### Passage shown
All units are consistent across metric and imperial display modes.

Limitations

  • This is a preliminary UPS runtime calculator, not a full UPS performance model.
  • It uses a fixed calculator-specific runtime model.
  • It does not calculate battery chemistry suitability, detailed inverter waveform behavior, discharge-rate effects, temperature derating, aging reserve, recharge time, charger performance, transfer-switch behavior, generator coordination, or lifecycle outcome.
  • It does not account for nonlinear high-rate discharge behavior, including Peukert-type effects — runtime can be shorter than this simplified result at heavier UPS loads.
  • It does not account for temperature-related capacity loss, which can materially reduce available runtime.
  • It does not replace manufacturer runtime curves, UPS datasheets, or full electrical engineering review.
  • Real UPS performance can vary with battery age, internal resistance, end-of-discharge voltage behavior, and practical load profile.

Common Mistakes to Avoid

  • Ignoring UPS efficiency when estimating backup duration.
  • Assuming full battery nameplate energy is always usable without applying a depth of discharge limit.
  • Forgetting to apply depth of discharge limits to the battery capacity.
  • Using nominal load instead of realistic connected backup load.
  • Assuming calculated runtime is guaranteed manufacturer runtime.
  • Ignoring battery aging and temperature effects on available capacity.
  • Ignoring the difference between ride-through duty and long-duration outage support.
  • Treating this as a substitute for UPS vendor runtime data.

Frequently Asked Questions

What does this calculator estimate?
It estimates UPS battery runtime in minutes based on battery voltage, battery capacity, connected load, UPS efficiency, and allowable depth of discharge.
Why does load matter so much for UPS runtime?
Because higher connected load consumes usable battery energy faster, which reduces runtime. This is the primary driver of backup duration in most UPS applications.
Why does UPS efficiency matter for runtime?

[Point annotations for photos]
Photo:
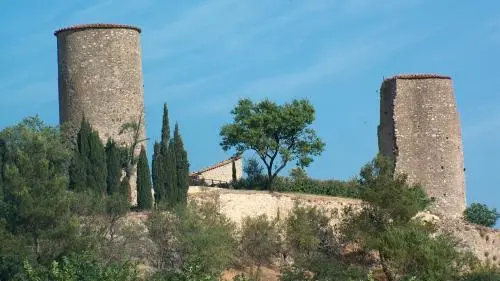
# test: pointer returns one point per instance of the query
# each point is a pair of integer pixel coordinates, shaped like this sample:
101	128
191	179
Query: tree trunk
269	182
385	269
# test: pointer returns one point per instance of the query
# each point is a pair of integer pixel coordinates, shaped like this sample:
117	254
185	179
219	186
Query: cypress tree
233	163
77	173
114	167
161	179
182	166
96	171
144	196
165	130
171	176
3	159
79	162
156	172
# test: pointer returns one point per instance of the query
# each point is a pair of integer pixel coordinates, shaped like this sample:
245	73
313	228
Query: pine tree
144	196
156	172
114	167
171	176
182	167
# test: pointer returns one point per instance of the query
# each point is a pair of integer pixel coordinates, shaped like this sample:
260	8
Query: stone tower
420	130
100	76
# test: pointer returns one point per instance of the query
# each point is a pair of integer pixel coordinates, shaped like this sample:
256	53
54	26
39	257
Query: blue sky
202	56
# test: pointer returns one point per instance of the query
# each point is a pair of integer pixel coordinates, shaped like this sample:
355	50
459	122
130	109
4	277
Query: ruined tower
420	130
100	77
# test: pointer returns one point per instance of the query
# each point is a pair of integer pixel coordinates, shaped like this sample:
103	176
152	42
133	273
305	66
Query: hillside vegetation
64	210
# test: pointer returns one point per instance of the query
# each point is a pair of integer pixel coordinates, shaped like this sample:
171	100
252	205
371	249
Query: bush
81	268
259	240
350	188
483	273
195	237
480	214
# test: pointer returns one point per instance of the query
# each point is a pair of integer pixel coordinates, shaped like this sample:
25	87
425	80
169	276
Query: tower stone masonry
420	130
100	77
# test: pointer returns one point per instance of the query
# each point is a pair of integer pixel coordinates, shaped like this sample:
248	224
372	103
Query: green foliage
125	186
233	171
88	168
82	267
388	195
144	195
384	225
170	167
278	134
196	234
36	204
480	214
182	167
189	272
171	189
114	167
165	129
259	240
338	188
309	236
486	272
97	172
156	174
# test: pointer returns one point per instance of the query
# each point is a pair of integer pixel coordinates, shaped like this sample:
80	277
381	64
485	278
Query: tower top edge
417	76
96	26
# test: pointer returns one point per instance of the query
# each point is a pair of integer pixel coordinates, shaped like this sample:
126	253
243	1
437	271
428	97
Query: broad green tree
144	196
88	169
36	199
279	134
480	214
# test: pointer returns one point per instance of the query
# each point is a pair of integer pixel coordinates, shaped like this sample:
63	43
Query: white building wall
224	172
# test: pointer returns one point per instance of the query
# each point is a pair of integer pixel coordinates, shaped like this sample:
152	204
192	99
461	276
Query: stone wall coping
220	164
96	26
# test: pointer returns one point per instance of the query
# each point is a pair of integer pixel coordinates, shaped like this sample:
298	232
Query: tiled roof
96	25
418	76
220	164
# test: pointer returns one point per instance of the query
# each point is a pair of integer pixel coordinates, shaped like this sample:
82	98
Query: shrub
259	240
480	214
196	235
82	267
350	188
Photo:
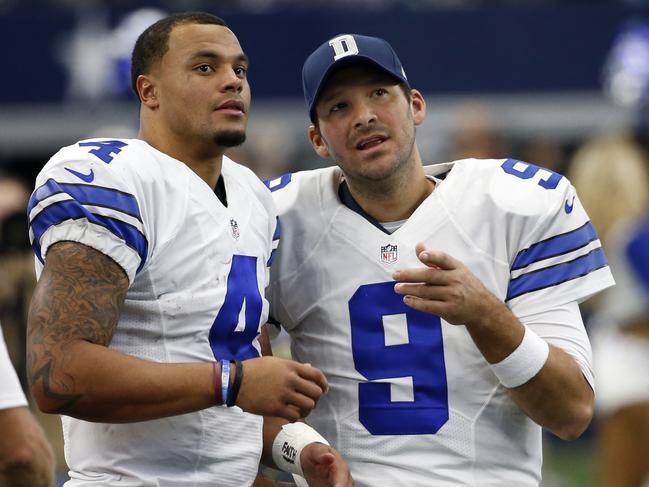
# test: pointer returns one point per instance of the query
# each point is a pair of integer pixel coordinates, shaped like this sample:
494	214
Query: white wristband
523	363
288	445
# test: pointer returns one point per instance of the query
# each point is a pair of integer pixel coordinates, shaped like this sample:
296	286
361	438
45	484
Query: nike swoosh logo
568	207
88	178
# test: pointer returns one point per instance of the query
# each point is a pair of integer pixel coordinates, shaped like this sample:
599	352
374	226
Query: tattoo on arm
78	297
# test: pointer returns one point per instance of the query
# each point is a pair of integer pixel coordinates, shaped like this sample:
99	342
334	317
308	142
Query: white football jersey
197	271
412	401
622	359
11	393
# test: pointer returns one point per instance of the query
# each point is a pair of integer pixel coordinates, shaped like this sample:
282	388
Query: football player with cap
441	301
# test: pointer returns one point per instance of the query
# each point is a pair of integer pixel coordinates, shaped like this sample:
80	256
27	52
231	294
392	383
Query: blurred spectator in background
612	176
16	267
25	455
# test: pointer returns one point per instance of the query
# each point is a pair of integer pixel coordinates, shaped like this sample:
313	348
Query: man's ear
418	106
147	91
318	143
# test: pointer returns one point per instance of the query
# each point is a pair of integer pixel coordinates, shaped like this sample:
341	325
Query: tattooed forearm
78	298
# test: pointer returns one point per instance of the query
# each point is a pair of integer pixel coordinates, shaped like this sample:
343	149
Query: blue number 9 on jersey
421	358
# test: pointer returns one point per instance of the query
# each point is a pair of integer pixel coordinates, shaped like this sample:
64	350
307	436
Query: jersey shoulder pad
79	197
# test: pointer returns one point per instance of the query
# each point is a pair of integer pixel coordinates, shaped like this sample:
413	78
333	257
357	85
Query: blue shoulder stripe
87	194
557	245
556	274
72	210
278	183
278	230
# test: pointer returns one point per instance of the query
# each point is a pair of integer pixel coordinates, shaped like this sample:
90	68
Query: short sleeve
555	254
11	393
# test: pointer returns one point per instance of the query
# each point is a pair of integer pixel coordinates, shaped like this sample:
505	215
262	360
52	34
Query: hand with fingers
446	288
274	386
324	467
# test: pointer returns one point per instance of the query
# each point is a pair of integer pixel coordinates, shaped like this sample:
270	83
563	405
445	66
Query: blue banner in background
50	54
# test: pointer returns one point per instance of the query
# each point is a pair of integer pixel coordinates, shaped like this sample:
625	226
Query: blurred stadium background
530	79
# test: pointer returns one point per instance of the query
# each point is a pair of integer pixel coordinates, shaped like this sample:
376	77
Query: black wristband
236	385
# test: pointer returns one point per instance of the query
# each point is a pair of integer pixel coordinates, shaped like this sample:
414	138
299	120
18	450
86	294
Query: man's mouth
369	142
232	106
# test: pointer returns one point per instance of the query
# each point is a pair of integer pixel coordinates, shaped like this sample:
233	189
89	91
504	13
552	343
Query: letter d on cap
344	45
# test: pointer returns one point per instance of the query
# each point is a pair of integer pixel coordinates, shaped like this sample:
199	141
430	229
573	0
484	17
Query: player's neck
206	162
398	199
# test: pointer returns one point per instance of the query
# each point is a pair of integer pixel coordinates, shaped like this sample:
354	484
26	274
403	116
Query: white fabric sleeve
104	214
11	393
563	327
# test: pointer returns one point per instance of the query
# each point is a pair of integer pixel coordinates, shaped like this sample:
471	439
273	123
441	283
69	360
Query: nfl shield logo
389	254
234	227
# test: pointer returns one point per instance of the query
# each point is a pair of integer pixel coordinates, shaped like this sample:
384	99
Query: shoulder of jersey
309	191
513	186
245	175
105	161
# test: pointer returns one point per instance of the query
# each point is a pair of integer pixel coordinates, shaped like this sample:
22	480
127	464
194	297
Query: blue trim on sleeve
557	274
73	210
283	181
271	258
87	194
557	245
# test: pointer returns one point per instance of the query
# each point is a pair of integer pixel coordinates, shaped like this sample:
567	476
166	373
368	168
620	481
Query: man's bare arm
557	398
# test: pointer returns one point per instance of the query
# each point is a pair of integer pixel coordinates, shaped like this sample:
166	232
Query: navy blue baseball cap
343	50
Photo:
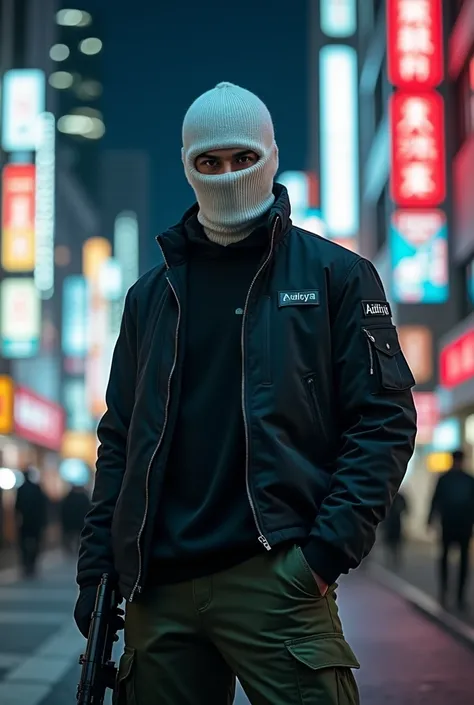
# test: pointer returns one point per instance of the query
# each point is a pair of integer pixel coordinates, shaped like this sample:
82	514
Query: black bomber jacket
326	398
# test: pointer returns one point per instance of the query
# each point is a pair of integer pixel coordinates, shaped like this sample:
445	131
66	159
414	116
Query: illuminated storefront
31	433
456	364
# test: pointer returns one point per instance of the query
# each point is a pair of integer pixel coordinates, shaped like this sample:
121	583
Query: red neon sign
457	361
415	43
418	177
38	420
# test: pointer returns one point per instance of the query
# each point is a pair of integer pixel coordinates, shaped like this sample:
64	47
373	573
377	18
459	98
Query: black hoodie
204	522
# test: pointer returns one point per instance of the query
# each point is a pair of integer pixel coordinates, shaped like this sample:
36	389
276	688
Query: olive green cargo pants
263	621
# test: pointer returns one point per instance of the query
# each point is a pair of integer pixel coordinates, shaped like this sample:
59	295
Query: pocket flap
323	651
385	340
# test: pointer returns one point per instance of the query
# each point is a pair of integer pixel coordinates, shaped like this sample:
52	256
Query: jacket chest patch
302	297
376	308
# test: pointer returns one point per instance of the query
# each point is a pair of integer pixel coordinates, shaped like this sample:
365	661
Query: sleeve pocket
393	372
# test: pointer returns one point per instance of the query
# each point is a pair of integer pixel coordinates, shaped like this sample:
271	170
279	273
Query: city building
414	199
47	213
456	350
77	79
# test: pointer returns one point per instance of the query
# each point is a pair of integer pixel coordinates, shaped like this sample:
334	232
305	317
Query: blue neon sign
338	18
419	255
339	141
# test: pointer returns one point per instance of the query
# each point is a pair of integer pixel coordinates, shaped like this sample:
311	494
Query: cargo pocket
387	362
323	666
124	691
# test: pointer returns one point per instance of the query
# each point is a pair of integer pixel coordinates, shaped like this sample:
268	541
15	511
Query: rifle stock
98	671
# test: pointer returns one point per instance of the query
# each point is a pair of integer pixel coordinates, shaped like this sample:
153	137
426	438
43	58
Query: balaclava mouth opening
231	204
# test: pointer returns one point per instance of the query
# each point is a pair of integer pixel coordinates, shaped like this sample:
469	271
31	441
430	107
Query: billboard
126	247
427	409
20	318
23	101
417	345
418	173
457	361
339	140
338	18
38	420
45	203
415	43
419	254
18	217
75	338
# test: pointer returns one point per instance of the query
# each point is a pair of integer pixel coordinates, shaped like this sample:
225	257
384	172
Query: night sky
161	57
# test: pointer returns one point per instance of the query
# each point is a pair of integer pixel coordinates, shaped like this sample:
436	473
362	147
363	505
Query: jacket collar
173	242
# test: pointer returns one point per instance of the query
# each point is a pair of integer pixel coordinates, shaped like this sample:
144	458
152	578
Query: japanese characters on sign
457	361
18	218
418	176
419	253
415	43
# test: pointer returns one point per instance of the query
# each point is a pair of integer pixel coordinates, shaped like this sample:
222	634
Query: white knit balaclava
230	117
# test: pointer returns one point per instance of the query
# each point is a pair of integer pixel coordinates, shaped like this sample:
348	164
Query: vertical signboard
415	43
419	254
45	204
419	230
18	217
75	313
126	247
20	317
23	99
338	18
418	176
339	141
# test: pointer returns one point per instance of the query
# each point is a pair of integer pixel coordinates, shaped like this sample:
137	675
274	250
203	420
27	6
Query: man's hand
84	608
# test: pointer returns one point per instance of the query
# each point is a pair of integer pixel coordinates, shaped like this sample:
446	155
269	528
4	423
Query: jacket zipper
261	536
137	587
370	340
316	410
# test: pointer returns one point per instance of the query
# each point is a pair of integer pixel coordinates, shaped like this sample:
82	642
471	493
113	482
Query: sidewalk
405	659
416	581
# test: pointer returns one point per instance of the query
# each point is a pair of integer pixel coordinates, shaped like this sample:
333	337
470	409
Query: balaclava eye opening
230	117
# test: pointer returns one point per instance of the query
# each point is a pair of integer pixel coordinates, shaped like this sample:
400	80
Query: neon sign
418	175
415	43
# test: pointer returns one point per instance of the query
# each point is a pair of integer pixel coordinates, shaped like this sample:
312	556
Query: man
453	506
259	422
30	510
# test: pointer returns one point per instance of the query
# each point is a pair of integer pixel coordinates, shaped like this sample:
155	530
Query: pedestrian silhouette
453	507
31	510
74	508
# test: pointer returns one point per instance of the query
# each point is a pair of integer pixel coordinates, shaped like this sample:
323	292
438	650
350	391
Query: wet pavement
405	658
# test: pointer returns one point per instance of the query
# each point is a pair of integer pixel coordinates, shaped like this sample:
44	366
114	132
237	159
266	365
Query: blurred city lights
126	247
88	89
90	46
59	52
7	479
45	205
61	80
73	18
82	125
74	471
339	140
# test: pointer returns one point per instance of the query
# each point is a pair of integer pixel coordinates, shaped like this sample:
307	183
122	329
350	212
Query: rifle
98	671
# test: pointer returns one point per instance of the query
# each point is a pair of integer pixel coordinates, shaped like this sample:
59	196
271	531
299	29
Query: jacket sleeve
95	554
377	428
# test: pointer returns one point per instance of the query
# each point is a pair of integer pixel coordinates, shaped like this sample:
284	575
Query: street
405	659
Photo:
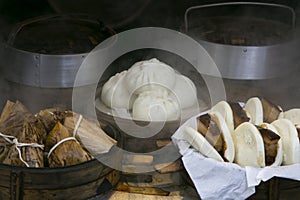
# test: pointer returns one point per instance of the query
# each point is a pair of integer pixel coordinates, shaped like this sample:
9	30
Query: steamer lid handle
186	14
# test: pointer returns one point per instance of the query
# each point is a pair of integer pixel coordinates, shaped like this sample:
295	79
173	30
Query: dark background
121	14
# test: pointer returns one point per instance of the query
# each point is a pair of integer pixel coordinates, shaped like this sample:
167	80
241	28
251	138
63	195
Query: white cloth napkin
221	180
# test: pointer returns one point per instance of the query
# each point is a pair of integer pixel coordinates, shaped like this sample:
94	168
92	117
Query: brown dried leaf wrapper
66	153
49	117
89	134
33	156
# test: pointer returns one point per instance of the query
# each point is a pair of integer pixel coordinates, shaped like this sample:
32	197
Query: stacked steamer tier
42	57
151	163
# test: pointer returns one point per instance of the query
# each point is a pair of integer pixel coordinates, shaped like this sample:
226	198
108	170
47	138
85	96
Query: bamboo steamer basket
80	181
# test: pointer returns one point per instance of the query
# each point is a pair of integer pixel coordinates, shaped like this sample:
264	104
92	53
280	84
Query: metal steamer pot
251	61
42	56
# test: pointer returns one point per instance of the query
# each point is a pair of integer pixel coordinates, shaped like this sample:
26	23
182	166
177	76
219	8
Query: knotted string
13	140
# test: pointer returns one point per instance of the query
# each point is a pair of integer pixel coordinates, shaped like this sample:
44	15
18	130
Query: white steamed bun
114	92
149	75
155	105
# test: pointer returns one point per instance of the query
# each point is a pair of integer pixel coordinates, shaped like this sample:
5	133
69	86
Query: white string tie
13	140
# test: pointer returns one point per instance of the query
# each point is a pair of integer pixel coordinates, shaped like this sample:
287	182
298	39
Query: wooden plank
118	195
138	159
141	190
169	167
161	180
162	143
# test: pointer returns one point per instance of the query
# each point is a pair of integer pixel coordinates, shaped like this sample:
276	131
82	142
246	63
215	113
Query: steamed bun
149	75
114	92
184	91
155	105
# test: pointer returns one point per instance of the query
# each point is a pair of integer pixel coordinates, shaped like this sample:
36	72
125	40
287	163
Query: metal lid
47	51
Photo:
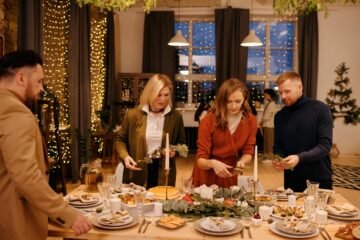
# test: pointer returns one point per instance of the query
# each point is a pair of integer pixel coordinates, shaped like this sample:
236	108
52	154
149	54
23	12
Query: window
277	55
197	63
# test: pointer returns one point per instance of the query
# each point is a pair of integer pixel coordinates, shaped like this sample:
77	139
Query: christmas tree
339	101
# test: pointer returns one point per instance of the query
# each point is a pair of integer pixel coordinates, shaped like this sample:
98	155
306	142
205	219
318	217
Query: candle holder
254	184
167	171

### Written task
Reproduce the portion of the UPS runtime calculator passage starting with "All units are" and going on through "reduce available runtime.".

### Finished exercise
All units are consistent across metric and imperial display modes.

Limitations

  • This is a preliminary UPS runtime calculator, not a full UPS performance model.
  • It uses a fixed calculator-specific runtime model.
  • It does not calculate battery chemistry suitability, detailed inverter waveform behavior, discharge-rate effects, temperature derating, aging reserve, recharge time, charger performance, transfer-switch behavior, generator coordination, or lifecycle outcome.
  • It does not account for nonlinear high-rate discharge behavior, including Peukert-type effects — runtime can be shorter than this simplified result at heavier UPS loads.
  • It does not account for temperature-related capacity loss, which can materially reduce available runtime.